- STATED PROBLEM -
Rewrite all of the items below, replacing "marker" with "point" wherever it occurs and leaving everything else unchanged.

- Data drawn from a collection -
>> start

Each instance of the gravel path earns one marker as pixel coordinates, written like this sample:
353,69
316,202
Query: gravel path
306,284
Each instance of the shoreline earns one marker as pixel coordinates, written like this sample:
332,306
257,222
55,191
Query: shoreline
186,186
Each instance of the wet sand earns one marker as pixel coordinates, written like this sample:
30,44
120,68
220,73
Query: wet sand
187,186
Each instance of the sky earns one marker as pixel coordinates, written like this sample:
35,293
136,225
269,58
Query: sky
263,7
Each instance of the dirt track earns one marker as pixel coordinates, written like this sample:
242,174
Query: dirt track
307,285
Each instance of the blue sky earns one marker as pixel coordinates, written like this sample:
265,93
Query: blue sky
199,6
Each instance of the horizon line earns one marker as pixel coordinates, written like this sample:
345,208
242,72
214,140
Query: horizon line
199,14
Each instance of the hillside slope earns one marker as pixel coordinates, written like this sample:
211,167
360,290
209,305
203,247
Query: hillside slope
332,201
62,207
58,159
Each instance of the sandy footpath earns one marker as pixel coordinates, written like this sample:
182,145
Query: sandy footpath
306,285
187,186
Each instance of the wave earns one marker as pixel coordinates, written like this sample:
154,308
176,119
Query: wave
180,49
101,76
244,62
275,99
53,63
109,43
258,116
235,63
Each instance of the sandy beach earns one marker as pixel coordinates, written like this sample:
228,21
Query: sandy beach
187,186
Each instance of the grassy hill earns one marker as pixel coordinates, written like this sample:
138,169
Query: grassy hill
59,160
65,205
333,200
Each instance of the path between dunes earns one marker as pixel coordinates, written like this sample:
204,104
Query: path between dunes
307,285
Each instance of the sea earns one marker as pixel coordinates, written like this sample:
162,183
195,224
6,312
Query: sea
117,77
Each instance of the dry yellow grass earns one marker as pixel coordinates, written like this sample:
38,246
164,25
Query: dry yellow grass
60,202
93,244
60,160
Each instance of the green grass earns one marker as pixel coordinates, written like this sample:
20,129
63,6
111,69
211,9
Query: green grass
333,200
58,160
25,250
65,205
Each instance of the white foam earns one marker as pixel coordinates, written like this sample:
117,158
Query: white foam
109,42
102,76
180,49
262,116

>> end

- THE RESPONSE -
Each instance of the gravel path earns one point as pixel coordinates, written like this sample:
353,69
316,202
Query: gravel path
306,284
Each instance of the shoreline earns one point as pixel coordinates, written like this sample:
332,306
257,222
55,191
Query: shoreline
186,186
Each instance of the wet sand earns one point as pixel coordinates, written like this sample:
30,44
120,68
220,73
Query: wet sand
187,186
Each instance of the sky earns one point as pixel coordinates, written like this sample:
35,293
136,225
269,58
Query: sky
263,7
Each instance of the dirt track earns one point as pixel coordinates, written like this sample:
242,174
Query: dirt track
307,285
Each instance of the blue sky earns one point as pixel coordinates, written like this sample:
265,93
Query: blue sky
199,6
Each instance of the horizon line earns one point as pixel coordinates, written like this sample:
345,208
242,72
214,140
Query: horizon line
199,14
Each instance of the hillside slope earns one point as pixel coordinates, written like this sample:
211,167
360,290
209,305
203,247
Query: hillside slope
332,201
62,207
58,159
Each instance of the sandy footpath earns one point as pixel coordinates, written like this sample:
182,145
Query: sandy footpath
306,285
187,186
Each instance of the wave earns one point as pixel coordinates, written like this sample:
154,308
176,119
Query: wave
180,49
101,76
244,62
275,99
53,63
109,43
258,116
235,63
Each instance of the sandy beach earns one point as pixel coordinates, written like this sample:
228,21
Query: sandy beach
187,186
Each instance of the grassy hill earns one point as pixel coordinates, written like this sample:
138,169
Query: grassy hill
59,160
65,205
333,200
Each instance of the path between dunes earns one point as pixel coordinates, written like this sample:
204,104
Query: path between dunes
307,285
Each instance of the sea earns one point as pixel coordinates, written like this sample:
162,183
195,224
6,312
Query: sea
117,77
Each instance of the dry yellow grass earns one point as pixel coordinates, written like this sample:
38,246
164,25
Query: dry yellow grass
60,202
93,244
60,160
Each instance of the green grass earns one point as pixel coordinates, written like this sample:
20,129
63,6
111,69
211,9
Query: green grass
333,200
58,160
25,250
65,205
Each instance of the white foam earns one point as pixel coordinates, written like this sample:
117,158
Query: white foam
109,42
102,76
180,49
262,116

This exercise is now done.